> _Data provided_:
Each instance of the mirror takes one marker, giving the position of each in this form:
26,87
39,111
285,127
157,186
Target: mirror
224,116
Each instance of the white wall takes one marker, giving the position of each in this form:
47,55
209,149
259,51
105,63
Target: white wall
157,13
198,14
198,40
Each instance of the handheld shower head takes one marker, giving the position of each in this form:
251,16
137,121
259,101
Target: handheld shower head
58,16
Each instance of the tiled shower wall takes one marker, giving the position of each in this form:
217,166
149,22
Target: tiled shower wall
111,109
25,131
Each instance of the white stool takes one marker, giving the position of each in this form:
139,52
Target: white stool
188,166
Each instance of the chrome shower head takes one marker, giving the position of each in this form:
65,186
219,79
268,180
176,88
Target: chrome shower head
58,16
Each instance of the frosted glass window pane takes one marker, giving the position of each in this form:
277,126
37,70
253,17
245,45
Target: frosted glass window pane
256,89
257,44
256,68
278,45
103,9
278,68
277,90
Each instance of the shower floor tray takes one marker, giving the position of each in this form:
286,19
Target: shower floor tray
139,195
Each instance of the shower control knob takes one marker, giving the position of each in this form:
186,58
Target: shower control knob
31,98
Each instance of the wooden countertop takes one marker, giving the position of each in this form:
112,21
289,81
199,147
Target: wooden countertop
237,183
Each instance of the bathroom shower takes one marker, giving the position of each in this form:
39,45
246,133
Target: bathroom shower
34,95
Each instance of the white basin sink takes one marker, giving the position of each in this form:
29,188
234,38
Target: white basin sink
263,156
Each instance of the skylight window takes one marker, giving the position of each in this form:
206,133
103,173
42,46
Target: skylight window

> _Problem statement_: Look through the material and find each line that includes "skylight", then copy it.

> _Solution to this task_:
Each instance of the skylight window takes one marker, giving the position of each in this form:
Target: skylight window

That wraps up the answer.